Penned by Paul Wernick and Rhett Reese, the ‘real heroes’ behind the Deadpool flicks, 6 Underground is a comic book adaptation without a comic book to adapt. It feels like a better Suicide Squad (damn faint praise I know), seeing as it’s about a covert squad of operatives whose remit is to go after the bad guys that legit institutions won’t touch. In this case, it’s Turgistani (not a real joint, just a generic Central Asian desert nation) dictator Rovach Alimov (Israeli actor Lior Raz, familiar to western audiences from 2018’s Mary Magdalene and Operation Finale), the sort of one-note scumbag military strongman you kinda wish a black ops team would put a Stinger missile through.
What’s interesting is that this is the team’s shakedown mission. While they’re all very good at their individual jobs, they’re not a cohesive unit yet, having recently been recruited by billionaire inventor ‘One’ (Ryan Reynolds), who is apparently very adept at convincing people to fake their own deaths and give up their entire lives for the greater good as he sees it. There’s ex-CIA operative ‘Two’ (Mélanie Laurent of 2009’s Inglourious Basterds, and the clear MVP here), hitman ‘Three’ (Manuel Garcia-Rulfo), thief and parkour expert ‘Four’ (Ben Hardy), doctor ‘Five’ (Adria Arjona), wheelman ‘Six’ (Dave Franco) and Delta Force sniper ‘Seven’ (Corey Hawkins).

You might have noticed that’s one more than the title indicates is required, and you’d be right — a fatality necessitates Seven’s recruitment, although it’s not clear why six is the magic number, or why One doesn’t shanghai someone with the same skillset as the deceased member. For the sake of enjoyment, it’s best not to delve too deeply; the narrative underpinning 6 Underground is barely held together by the Rule of Cool, and functions only to knit together a number of incredibly intricate action set pieces.
And my sweet Satan, those action set pieces are *chef kiss* exquisite.
Cinematic action is its own reward, and if you’re a fan of it, you learn to accept a lot of things in order to get to the main course of an action movie, which is the staging of on-screen violence. So yes, 6 Underground fumbles a lot of balls in terms of character (thin), plot (simplistic), plausibility (absent), themes (reactionary and adolescent), etc., etc. But it gives us some simply superb action sequences, starting with a car chase sequence through the picturesque streets of Florence, Italy, that is honestly one of the best I’ve seen since, oh, let’s say John Frankenheimer’s Ronin (1998) (Fury Road beats it, but nothing in the Fast & Furious series does, and I’m as surprised as you are). The climax is a multi-part military coup that involves — among many other things — a commando raid on a superyacht, some powerful electromagnets, and a room full of knives, resulting in one of the silliest and most audacious kills on record. In between? Everything you could want — gunfights, fistfights, explosions (so goddamn many explosions), and a lot of very impressive parkour.

THE TASKS
1) Please revise the part of the 6 Underground review starting at "What’s interesting is" and ending at "sniper ‘Seven’ (Corey Hawkins).", putting "getaway driver" in place of "wheelman".
2) In the 6 Underground review, through the streets of which city does the car chase sequence run?

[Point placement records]
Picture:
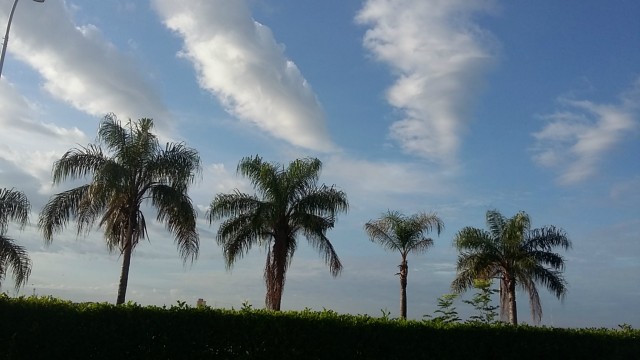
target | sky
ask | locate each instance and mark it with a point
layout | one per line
(454, 107)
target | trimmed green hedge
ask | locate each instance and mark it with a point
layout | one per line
(47, 328)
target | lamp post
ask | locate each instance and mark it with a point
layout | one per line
(6, 35)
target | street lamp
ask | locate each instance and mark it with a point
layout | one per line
(6, 35)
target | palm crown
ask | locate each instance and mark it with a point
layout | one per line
(516, 255)
(397, 232)
(135, 169)
(14, 206)
(288, 203)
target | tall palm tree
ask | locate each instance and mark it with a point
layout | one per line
(516, 255)
(405, 234)
(288, 203)
(14, 206)
(134, 170)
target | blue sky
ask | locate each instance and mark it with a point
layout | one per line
(455, 107)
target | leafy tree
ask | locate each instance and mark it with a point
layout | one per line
(134, 170)
(397, 232)
(14, 206)
(486, 313)
(446, 313)
(288, 203)
(516, 255)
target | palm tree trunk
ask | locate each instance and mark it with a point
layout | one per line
(404, 272)
(126, 262)
(124, 274)
(513, 310)
(274, 274)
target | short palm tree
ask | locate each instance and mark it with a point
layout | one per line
(405, 234)
(14, 206)
(288, 203)
(516, 255)
(135, 169)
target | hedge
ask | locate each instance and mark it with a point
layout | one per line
(48, 328)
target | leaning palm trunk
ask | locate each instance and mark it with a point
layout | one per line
(134, 168)
(124, 274)
(516, 254)
(509, 301)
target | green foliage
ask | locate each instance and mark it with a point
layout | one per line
(289, 203)
(486, 313)
(446, 313)
(49, 328)
(14, 206)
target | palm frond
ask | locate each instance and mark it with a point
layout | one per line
(14, 206)
(59, 210)
(78, 163)
(177, 212)
(15, 257)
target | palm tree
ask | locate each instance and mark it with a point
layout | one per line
(289, 203)
(516, 255)
(135, 169)
(405, 234)
(14, 206)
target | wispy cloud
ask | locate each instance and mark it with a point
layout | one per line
(577, 138)
(439, 56)
(239, 61)
(79, 65)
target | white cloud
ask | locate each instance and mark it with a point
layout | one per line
(79, 65)
(576, 140)
(438, 55)
(239, 61)
(30, 146)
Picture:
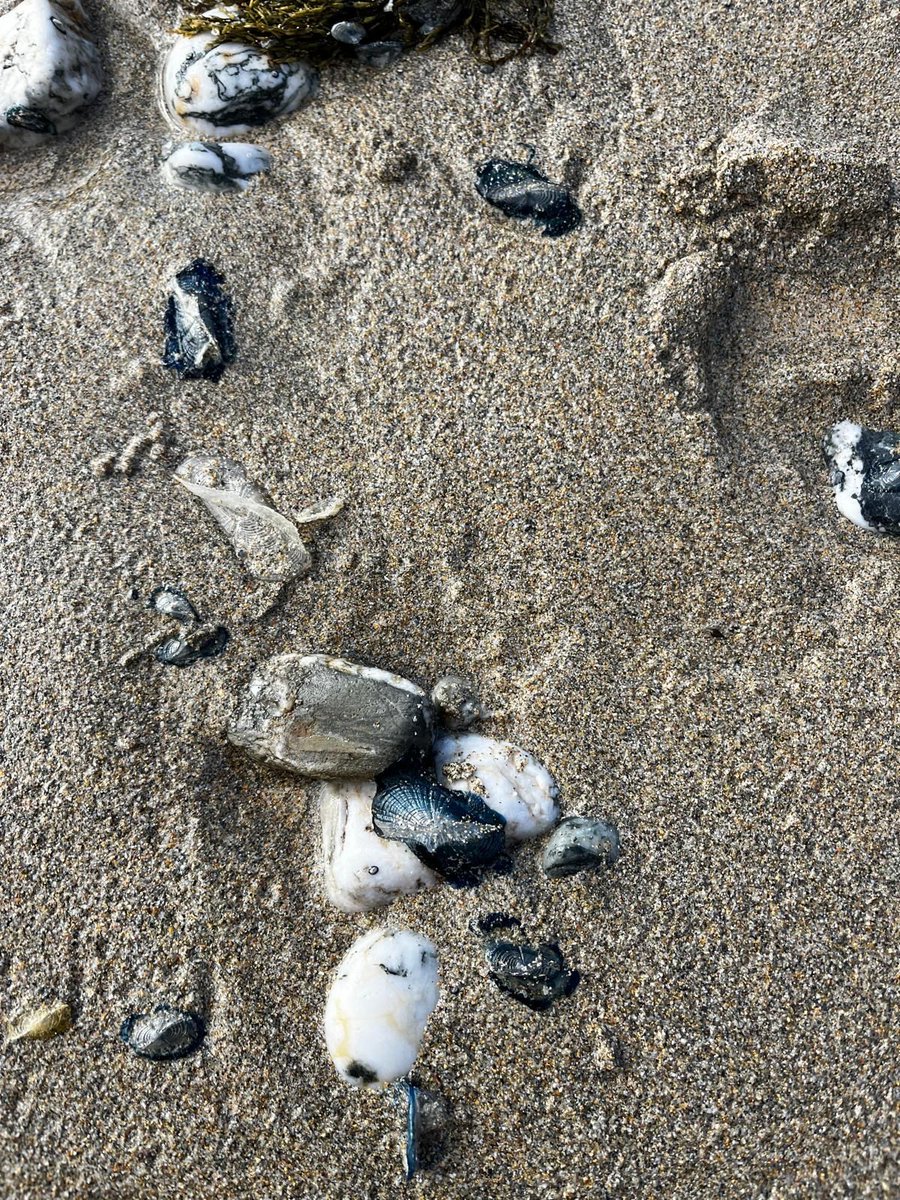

PER-TASK ANSWERS
1)
What’s interesting is that this is the team’s shakedown mission. While they’re all very good at their individual jobs, they’re not a cohesive unit yet, having recently been recruited by billionaire inventor ‘One’ (Ryan Reynolds), who is apparently very adept at convincing people to fake their own deaths and give up their entire lives for the greater good as he sees it. There’s ex-CIA operative ‘Two’ (Mélanie Laurent of 2009’s Inglourious Basterds, and the clear MVP here), hitman ‘Three’ (Manuel Garcia-Rulfo), thief and parkour expert ‘Four’ (Ben Hardy), doctor ‘Five’ (Adria Arjona), getaway driver ‘Six’ (Dave Franco) and Delta Force sniper ‘Seven’ (Corey Hawkins).

2) Florence, Italy